Input below:

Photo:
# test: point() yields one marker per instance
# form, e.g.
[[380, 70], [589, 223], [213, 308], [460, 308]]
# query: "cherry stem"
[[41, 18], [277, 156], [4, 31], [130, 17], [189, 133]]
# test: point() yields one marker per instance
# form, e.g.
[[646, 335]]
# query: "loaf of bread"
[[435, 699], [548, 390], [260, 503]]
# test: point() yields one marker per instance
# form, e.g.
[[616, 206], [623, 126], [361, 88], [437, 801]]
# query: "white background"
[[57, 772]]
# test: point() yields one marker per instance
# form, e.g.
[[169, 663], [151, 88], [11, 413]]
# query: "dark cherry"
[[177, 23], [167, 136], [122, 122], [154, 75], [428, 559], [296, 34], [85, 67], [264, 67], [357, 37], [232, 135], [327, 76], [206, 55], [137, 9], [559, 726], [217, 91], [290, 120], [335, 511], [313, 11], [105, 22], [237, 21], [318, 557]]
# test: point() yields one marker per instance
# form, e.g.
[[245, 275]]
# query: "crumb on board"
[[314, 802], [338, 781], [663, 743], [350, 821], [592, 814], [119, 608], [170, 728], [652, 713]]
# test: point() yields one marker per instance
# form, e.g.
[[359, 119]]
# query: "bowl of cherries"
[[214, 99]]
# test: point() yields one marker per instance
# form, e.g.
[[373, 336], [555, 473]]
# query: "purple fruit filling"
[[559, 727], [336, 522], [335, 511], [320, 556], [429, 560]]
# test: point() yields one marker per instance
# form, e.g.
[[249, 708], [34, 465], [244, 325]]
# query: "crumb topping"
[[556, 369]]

End of Input.

Problem to work on ::
A complete, exact copy of the material is required.

Written reply ::
Photo:
# test: point() yields one marker per instance
# form, e.g.
[[380, 70], [589, 223], [213, 308], [460, 308]]
# query: "cherry stem"
[[41, 18], [277, 156], [4, 31], [130, 17], [189, 133]]
# test: point() yields one marker per instance
# form, e.g.
[[646, 335]]
# query: "loaf of bread"
[[435, 699], [548, 390], [260, 503]]
# test: point() yields one marker per instance
# form, e.g.
[[616, 206], [623, 126], [361, 88], [437, 801]]
# query: "white background"
[[57, 772]]
# test: point() yields one marker per instance
# form, e.g.
[[169, 663], [151, 88], [11, 413]]
# query: "dark cherry"
[[177, 23], [167, 136], [122, 122], [154, 75], [428, 559], [296, 34], [85, 67], [264, 67], [357, 37], [232, 135], [327, 76], [206, 55], [137, 9], [559, 726], [217, 91], [290, 120], [335, 511], [313, 11], [105, 22], [237, 21], [318, 557]]
# test: point() yields one marker per instance
# form, e.g.
[[245, 275]]
# query: "crumb on board"
[[314, 802], [338, 781], [663, 743], [350, 821], [592, 814], [119, 608], [170, 728], [652, 713]]
# test: point() yields one marker per instance
# form, e.g.
[[359, 119]]
# query: "bowl of cherries"
[[214, 99]]
# test: point() yields one marker per instance
# form, e.g.
[[373, 336], [555, 473]]
# query: "purple fruit filling"
[[559, 727], [336, 522], [335, 511], [320, 556], [429, 560]]
# test: point() yields one marker per instance
# form, e.g.
[[249, 708], [34, 465], [244, 325]]
# query: "crumb topping"
[[556, 369]]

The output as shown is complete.